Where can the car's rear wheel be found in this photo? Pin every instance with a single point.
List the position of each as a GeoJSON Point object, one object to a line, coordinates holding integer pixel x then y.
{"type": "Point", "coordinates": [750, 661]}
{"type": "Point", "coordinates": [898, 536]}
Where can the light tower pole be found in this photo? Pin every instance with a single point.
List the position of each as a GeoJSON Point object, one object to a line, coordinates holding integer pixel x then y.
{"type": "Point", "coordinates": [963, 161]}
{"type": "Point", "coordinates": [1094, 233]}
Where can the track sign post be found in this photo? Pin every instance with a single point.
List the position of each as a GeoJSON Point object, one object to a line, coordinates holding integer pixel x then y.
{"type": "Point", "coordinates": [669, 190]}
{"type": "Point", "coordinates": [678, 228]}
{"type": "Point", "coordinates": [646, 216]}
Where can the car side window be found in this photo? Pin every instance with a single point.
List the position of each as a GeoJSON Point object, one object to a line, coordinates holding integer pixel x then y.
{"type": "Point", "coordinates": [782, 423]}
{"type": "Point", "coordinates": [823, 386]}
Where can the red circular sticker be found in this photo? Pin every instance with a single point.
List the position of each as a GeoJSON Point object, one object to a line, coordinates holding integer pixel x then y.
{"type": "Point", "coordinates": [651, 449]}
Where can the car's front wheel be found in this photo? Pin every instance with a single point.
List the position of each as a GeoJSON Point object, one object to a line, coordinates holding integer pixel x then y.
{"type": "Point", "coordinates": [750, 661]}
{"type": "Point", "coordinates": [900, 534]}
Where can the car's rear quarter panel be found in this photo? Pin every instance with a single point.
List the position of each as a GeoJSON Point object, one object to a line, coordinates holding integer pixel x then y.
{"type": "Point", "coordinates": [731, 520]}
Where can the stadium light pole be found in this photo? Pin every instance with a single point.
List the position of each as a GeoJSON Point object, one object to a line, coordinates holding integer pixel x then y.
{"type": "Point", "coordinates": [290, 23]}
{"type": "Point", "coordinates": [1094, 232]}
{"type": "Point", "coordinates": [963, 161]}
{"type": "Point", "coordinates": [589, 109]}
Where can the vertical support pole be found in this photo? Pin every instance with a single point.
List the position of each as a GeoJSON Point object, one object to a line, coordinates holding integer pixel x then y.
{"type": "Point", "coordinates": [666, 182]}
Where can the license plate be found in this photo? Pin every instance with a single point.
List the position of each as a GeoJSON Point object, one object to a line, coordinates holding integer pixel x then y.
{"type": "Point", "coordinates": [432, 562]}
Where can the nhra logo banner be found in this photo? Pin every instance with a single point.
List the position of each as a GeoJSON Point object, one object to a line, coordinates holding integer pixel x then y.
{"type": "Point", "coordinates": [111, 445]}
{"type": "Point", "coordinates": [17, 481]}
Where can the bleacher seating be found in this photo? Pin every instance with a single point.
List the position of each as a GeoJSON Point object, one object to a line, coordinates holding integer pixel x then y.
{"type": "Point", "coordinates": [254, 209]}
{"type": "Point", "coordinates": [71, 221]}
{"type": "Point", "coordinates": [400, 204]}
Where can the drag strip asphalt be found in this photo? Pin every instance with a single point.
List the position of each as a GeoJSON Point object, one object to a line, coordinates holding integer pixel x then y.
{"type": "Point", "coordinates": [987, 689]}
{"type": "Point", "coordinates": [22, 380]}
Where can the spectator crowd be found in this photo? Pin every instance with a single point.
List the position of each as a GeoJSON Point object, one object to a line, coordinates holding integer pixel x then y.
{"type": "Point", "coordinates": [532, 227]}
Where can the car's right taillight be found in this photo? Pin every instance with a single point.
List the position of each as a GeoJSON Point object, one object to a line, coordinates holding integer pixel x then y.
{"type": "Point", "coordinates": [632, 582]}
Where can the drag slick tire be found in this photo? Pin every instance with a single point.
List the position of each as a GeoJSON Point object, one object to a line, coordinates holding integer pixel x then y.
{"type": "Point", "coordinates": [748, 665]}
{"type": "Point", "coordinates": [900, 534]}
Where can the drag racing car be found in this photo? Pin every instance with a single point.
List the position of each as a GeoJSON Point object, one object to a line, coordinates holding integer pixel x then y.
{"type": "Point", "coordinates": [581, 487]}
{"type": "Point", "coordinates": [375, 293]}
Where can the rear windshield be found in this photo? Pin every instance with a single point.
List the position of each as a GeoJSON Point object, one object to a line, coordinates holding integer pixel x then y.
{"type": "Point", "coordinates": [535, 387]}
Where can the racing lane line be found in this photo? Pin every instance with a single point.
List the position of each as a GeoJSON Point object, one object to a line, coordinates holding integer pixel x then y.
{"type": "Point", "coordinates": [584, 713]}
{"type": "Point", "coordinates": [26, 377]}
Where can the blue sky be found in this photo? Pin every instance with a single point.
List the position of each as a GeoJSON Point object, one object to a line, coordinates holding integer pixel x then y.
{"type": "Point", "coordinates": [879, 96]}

→ INSTRUCTION: Retype all the material above precisely, with no line left out.

→ RESULT BELOW:
Where can the car's rear wheel be found in this photo? Pin every instance with a single point.
List the position of each as a GeoJSON Point object, one object to a line, coordinates holding integer pixel x then y.
{"type": "Point", "coordinates": [750, 661]}
{"type": "Point", "coordinates": [898, 536]}
Where can the light tower pole be found in this photo? Pin every instance with a single point.
List the position of each as a GeoJSON Point object, one object to a line, coordinates holding integer pixel x then y.
{"type": "Point", "coordinates": [963, 161]}
{"type": "Point", "coordinates": [1094, 233]}
Where can the track sign post be found in this photo? Pin every instance with a single point.
List the position of each as a GeoJSON Point object, one object to a line, coordinates holding integer pixel x then y.
{"type": "Point", "coordinates": [669, 190]}
{"type": "Point", "coordinates": [678, 228]}
{"type": "Point", "coordinates": [646, 216]}
Where can the car side window be found in this photo? Pin every instance with a single point.
List the position of each as a GeoJSON Point object, one object to a line, coordinates holding integer pixel x then y.
{"type": "Point", "coordinates": [782, 423]}
{"type": "Point", "coordinates": [823, 386]}
Where can the red circular sticker be found in this photo? Pin every instance with a single point.
List the position of each as a GeoJSON Point object, one object to a line, coordinates holding integer pixel x then y.
{"type": "Point", "coordinates": [651, 449]}
Where can the car's front wheel be found in this photo? Pin every instance with a single point.
List the position of each as a GeoJSON Point object, one object to a line, coordinates holding integer pixel x then y.
{"type": "Point", "coordinates": [750, 661]}
{"type": "Point", "coordinates": [900, 534]}
Where can the car's rear quarter panel be found in this photo? Pin every instance with a single point.
List the position of each as a GeoJSON Point object, one object to a line, coordinates holding integer pixel x then y.
{"type": "Point", "coordinates": [731, 520]}
Where can the stadium light pole be found in this photo? Pin every instance with a single point.
List the position of each as a GeoJSON Point object, one object to a line, coordinates holding integer pixel x then y.
{"type": "Point", "coordinates": [290, 23]}
{"type": "Point", "coordinates": [1094, 232]}
{"type": "Point", "coordinates": [963, 161]}
{"type": "Point", "coordinates": [589, 109]}
Where can the vertical support pole be found in this photo? Pin every instance with a single point.
List the position of each as a GeoJSON Point object, one object to a line, coordinates holding integer pixel x then y.
{"type": "Point", "coordinates": [666, 182]}
Where can the license plate be found in this photo? Pin every instance with a single point.
List the position of each as a GeoJSON Point object, one object to a line, coordinates holding integer pixel x then y.
{"type": "Point", "coordinates": [432, 562]}
Where can the nhra logo banner be found in this photo? Pin every instance with a single point.
List the position of each as a GeoJSON Point object, one object to a line, coordinates holding integer pixel x then y.
{"type": "Point", "coordinates": [111, 445]}
{"type": "Point", "coordinates": [17, 481]}
Where can the bleacher seating be found in this photo? Pin every instance with a single point.
List the position of each as a GeoJSON Point object, one object to a line, coordinates holding integer pixel x then y.
{"type": "Point", "coordinates": [254, 209]}
{"type": "Point", "coordinates": [71, 221]}
{"type": "Point", "coordinates": [400, 204]}
Where can the drag strip asphalt be found in this photo? Pin every instance with a single point.
List the position of each as a GeoJSON Point object, one object to a line, coordinates holding integer pixel x then y.
{"type": "Point", "coordinates": [987, 689]}
{"type": "Point", "coordinates": [22, 380]}
Where can the spectator crowd be found in this photo? Pin every instance with a single point.
List the position of each as a GeoJSON Point object, one object to a line, coordinates holding integer pixel x then y.
{"type": "Point", "coordinates": [532, 227]}
Where can the car's right taillight be found in this photo? Pin every instance with a single point.
List the position of each as a GeoJSON Point object, one object to a line, coordinates holding integer pixel x then y.
{"type": "Point", "coordinates": [632, 582]}
Where can the drag slick tire be found in this photo? Pin every instance with a single point.
List the position of each as a GeoJSON Point object, one object to a line, coordinates holding integer pixel x then y.
{"type": "Point", "coordinates": [748, 665]}
{"type": "Point", "coordinates": [900, 534]}
Where can the drag racing car be found in this photo? Pin every instance with a single point.
List the position of each as a GeoJSON Point object, one object to a line, coordinates holding integer pixel x then y.
{"type": "Point", "coordinates": [581, 487]}
{"type": "Point", "coordinates": [375, 293]}
Where can the rear windshield be found in this photo? Pin every instance with a single point.
List the position of each as a GeoJSON Point object, one object to a line, coordinates holding integer pixel x then y.
{"type": "Point", "coordinates": [535, 387]}
Where can the racing lane line be found in this photo? Pin every instance with a single point.
List the position of each as a GeoJSON Point object, one object to a line, coordinates holding integer pixel x then y.
{"type": "Point", "coordinates": [584, 713]}
{"type": "Point", "coordinates": [26, 377]}
Where can the blue sky be found in this photo? Pin every instance with a single point.
List the position of each as a GeoJSON Point object, one object to a line, coordinates holding integer pixel x then y.
{"type": "Point", "coordinates": [879, 96]}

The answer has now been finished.